• **What the exercise asks**
Please copy the data from the start through the line containing "pixel 406 60", renaming "wooden" to "timber" throughout and leaving everything else unchanged.

• **Data rows**
*****
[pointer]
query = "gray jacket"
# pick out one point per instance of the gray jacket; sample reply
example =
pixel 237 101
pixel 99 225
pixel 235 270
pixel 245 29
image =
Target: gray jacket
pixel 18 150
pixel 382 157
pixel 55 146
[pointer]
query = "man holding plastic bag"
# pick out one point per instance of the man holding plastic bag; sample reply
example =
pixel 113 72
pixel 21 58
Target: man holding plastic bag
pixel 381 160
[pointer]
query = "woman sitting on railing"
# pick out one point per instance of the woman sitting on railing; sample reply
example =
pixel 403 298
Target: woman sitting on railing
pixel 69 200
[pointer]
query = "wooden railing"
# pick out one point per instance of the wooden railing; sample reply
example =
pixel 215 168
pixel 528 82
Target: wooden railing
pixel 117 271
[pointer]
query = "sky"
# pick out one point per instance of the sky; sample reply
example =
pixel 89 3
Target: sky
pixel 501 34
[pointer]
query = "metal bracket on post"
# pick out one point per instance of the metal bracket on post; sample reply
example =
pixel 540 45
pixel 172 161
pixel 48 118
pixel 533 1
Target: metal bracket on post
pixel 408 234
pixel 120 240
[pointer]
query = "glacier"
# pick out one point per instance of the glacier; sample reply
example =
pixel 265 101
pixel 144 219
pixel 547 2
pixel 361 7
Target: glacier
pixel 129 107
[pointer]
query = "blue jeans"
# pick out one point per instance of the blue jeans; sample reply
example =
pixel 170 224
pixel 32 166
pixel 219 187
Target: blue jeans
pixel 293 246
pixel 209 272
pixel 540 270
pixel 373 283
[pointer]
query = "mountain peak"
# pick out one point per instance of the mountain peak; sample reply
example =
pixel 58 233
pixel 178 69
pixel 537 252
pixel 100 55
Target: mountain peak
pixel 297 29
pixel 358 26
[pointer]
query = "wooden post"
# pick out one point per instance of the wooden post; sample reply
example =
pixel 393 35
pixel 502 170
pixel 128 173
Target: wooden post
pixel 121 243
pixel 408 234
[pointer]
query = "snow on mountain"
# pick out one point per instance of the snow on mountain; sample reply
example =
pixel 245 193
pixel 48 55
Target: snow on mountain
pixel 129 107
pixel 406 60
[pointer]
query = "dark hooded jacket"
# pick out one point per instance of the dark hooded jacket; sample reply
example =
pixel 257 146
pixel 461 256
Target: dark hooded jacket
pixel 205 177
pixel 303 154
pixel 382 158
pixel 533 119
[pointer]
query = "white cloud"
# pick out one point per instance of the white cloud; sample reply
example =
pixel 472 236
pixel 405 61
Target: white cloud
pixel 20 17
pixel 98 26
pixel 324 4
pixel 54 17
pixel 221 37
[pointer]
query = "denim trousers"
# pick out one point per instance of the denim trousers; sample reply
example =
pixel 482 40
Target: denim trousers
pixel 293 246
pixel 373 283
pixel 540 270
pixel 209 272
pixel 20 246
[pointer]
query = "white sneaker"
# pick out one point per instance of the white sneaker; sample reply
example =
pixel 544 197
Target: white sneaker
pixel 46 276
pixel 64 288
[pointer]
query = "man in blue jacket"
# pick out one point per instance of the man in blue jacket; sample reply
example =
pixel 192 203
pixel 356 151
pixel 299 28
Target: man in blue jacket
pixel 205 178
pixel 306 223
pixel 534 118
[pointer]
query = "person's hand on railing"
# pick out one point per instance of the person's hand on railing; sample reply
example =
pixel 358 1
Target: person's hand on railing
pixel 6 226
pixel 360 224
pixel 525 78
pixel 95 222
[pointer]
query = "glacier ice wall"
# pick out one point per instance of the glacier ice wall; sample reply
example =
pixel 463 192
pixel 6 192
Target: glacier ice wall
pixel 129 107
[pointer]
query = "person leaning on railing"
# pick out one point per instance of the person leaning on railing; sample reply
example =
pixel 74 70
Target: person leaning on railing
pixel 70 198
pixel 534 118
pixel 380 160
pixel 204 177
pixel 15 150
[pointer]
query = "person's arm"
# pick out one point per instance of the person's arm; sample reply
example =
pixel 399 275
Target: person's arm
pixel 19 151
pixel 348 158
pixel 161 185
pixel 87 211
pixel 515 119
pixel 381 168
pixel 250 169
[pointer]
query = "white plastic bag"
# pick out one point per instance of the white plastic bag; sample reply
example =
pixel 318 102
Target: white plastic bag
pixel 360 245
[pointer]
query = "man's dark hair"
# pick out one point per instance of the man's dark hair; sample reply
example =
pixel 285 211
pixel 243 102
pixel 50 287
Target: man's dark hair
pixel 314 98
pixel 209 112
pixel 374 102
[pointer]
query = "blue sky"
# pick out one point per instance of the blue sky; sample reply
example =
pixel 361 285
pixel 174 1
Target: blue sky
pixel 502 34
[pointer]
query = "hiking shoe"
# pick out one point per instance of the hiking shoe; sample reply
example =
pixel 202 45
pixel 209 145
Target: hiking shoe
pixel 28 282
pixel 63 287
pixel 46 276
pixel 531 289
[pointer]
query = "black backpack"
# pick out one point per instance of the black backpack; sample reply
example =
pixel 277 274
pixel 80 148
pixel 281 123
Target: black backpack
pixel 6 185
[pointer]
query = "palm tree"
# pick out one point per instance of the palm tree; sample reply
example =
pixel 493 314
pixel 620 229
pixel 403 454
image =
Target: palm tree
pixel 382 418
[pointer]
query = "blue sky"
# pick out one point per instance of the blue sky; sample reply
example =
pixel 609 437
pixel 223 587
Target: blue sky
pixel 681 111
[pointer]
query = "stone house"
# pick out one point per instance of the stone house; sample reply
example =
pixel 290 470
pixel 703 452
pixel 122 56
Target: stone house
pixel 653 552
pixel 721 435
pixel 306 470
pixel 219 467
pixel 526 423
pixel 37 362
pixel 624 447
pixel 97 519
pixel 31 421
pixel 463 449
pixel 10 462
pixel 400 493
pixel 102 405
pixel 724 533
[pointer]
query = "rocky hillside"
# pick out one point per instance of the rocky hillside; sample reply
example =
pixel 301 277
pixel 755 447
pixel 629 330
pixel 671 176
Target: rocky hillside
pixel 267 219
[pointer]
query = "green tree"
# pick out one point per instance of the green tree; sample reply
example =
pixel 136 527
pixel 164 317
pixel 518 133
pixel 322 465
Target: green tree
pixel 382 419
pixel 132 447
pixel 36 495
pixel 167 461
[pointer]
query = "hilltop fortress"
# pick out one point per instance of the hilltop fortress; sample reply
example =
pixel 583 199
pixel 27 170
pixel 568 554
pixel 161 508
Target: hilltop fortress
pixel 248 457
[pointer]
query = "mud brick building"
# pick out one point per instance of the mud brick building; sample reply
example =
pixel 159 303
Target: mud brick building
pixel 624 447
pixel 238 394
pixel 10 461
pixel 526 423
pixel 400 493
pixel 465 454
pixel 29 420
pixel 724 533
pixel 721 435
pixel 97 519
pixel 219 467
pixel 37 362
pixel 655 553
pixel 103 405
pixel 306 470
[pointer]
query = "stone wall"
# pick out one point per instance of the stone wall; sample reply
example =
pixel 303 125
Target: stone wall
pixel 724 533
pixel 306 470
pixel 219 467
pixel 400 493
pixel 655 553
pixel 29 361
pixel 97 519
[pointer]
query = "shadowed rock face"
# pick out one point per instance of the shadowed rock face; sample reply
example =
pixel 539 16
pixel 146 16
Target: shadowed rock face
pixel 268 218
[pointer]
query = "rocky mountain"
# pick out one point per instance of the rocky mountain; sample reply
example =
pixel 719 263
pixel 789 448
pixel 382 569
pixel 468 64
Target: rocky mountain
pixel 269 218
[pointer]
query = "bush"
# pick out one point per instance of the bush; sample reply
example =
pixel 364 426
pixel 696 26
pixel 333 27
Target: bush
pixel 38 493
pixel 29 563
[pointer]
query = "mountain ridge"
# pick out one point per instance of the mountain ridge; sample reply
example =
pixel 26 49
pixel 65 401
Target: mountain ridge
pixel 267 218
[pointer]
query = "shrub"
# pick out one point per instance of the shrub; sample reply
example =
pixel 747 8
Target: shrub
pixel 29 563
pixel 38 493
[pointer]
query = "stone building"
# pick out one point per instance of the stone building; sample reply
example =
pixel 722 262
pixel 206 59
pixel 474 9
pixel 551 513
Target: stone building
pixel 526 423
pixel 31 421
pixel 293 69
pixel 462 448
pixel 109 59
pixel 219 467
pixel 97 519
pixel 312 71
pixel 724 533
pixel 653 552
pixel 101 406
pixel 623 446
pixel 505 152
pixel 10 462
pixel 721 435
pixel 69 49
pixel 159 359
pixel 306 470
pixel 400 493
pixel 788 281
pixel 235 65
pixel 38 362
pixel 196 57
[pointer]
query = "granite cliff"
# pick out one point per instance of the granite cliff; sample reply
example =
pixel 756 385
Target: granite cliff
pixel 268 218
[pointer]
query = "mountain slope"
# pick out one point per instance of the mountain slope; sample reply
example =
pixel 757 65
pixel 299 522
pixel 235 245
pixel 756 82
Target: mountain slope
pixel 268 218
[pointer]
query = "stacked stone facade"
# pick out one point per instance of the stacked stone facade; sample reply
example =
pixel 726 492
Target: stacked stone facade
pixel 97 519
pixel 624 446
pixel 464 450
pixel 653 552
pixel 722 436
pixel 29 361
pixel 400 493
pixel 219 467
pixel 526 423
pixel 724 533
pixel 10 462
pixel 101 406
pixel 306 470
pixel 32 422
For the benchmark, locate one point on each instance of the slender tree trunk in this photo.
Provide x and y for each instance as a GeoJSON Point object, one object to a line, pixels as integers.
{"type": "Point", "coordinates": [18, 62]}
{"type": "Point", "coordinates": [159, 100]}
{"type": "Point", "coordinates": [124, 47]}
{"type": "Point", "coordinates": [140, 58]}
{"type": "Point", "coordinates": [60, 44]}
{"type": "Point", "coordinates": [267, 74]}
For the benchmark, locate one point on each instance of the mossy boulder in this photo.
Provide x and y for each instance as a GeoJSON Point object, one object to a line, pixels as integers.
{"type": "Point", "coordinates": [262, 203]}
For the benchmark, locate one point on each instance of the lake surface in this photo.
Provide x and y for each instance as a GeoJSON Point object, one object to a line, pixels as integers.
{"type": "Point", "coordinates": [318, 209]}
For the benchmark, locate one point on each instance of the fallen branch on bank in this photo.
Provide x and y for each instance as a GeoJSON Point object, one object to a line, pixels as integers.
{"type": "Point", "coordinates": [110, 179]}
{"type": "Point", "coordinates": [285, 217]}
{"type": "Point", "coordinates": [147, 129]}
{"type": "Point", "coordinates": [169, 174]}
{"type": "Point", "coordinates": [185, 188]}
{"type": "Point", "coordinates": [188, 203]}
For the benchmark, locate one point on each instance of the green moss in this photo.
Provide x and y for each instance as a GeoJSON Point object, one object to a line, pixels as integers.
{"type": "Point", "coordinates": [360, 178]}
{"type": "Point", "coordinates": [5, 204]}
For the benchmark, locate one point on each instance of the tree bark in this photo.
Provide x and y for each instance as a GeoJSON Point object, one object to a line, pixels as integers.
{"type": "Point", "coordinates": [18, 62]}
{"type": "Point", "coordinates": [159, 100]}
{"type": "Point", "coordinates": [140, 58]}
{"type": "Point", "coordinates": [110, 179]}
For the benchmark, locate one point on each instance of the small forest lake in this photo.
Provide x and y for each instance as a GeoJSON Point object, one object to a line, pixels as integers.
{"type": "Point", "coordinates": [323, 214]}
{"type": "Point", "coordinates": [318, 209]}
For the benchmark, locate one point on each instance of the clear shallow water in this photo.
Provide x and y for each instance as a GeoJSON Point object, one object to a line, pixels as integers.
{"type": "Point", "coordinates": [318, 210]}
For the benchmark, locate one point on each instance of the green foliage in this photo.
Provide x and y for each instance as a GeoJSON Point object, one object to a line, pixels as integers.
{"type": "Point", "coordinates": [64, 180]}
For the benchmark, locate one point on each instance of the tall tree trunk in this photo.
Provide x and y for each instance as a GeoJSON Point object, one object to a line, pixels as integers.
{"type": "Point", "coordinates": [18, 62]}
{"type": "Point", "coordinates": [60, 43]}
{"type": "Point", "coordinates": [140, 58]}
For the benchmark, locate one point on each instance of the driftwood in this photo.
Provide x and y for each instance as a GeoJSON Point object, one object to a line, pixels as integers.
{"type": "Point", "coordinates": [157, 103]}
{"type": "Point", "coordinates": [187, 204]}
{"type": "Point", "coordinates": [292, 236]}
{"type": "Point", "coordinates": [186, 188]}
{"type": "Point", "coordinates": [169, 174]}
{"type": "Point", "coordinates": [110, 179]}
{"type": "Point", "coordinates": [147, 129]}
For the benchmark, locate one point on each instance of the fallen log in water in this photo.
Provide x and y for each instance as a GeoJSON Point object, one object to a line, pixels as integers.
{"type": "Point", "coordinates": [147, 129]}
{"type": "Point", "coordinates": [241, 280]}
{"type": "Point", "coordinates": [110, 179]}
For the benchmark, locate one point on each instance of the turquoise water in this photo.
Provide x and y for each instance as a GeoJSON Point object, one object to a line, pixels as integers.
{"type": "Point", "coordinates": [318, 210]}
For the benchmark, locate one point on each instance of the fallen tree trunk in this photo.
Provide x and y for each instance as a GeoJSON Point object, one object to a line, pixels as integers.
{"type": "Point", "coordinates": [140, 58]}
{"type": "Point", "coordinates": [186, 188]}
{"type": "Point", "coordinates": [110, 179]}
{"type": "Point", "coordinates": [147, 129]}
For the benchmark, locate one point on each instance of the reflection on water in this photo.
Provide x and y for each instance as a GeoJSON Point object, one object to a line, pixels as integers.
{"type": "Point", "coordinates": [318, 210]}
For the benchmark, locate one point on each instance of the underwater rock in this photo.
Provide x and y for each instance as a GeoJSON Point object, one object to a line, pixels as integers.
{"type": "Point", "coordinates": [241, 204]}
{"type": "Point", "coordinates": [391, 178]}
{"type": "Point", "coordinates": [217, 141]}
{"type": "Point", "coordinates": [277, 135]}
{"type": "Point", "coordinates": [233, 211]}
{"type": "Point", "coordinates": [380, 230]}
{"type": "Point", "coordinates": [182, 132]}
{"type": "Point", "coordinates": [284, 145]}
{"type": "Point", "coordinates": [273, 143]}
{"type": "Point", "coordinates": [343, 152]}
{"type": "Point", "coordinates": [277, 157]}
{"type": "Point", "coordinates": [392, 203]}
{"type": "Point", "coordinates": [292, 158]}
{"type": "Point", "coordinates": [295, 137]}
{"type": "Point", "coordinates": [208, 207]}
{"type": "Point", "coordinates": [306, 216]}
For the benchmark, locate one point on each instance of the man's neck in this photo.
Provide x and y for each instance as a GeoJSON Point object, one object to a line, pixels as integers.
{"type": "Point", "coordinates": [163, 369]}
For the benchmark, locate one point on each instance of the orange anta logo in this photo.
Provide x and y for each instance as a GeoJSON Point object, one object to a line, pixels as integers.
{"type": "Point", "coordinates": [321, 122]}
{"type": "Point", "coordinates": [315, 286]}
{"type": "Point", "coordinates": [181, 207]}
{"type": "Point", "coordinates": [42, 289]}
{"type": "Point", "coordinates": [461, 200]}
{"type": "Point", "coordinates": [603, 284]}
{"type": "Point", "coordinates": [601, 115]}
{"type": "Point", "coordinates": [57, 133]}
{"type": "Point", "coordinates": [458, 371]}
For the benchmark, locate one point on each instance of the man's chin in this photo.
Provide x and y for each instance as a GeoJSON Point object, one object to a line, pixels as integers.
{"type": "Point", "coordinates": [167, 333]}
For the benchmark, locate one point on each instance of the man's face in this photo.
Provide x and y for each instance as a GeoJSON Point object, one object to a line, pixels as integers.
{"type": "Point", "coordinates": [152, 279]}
*****
• **Answer for this exercise**
[pointer]
query = "gray jacket"
# pick out one point per instance of the gray jacket; sample reply
example =
pixel 237 101
pixel 99 225
pixel 235 270
pixel 245 29
image =
Target: gray jacket
pixel 18 150
pixel 382 157
pixel 55 146
[pointer]
query = "man holding plastic bag"
# pick out one point per instance of the man holding plastic bag; sample reply
example =
pixel 113 72
pixel 21 58
Target: man holding plastic bag
pixel 381 160
[pointer]
query = "woman sitting on railing"
# pick out one point per instance of the woman sitting on railing; sample reply
example =
pixel 403 298
Target: woman sitting on railing
pixel 69 200
[pointer]
query = "timber railing"
# pick out one point per instance of the timber railing; sample reply
example =
pixel 215 168
pixel 528 82
Target: timber railing
pixel 117 271
[pointer]
query = "sky"
# pick out one point per instance of the sky; sample reply
example =
pixel 89 3
Target: sky
pixel 501 34
[pointer]
query = "metal bracket on post"
# pick out one point per instance of the metal bracket on post; sample reply
example =
pixel 540 45
pixel 172 161
pixel 48 118
pixel 533 1
Target: metal bracket on post
pixel 408 234
pixel 120 240
[pointer]
query = "glacier"
# pick out one point per instance of the glacier; sample reply
example =
pixel 265 101
pixel 144 219
pixel 547 2
pixel 361 7
Target: glacier
pixel 129 107
[pointer]
query = "blue jeans"
# pick out one point per instance of the blue jeans; sample reply
example =
pixel 170 224
pixel 32 166
pixel 219 187
Target: blue jeans
pixel 293 246
pixel 209 272
pixel 540 270
pixel 373 283
[pointer]
query = "mountain peak"
# pick out one point per instance of the mountain peak; sample reply
example =
pixel 58 233
pixel 178 69
pixel 537 252
pixel 100 55
Target: mountain peak
pixel 297 29
pixel 358 26
[pointer]
query = "timber post"
# pick out one point per instance of the timber post; sample reply
example =
pixel 393 35
pixel 502 170
pixel 128 173
Target: timber post
pixel 121 243
pixel 408 234
[pointer]
query = "snow on mountain"
# pick out one point per instance of the snow on mountain; sample reply
example =
pixel 245 193
pixel 48 55
Target: snow on mountain
pixel 129 107
pixel 406 60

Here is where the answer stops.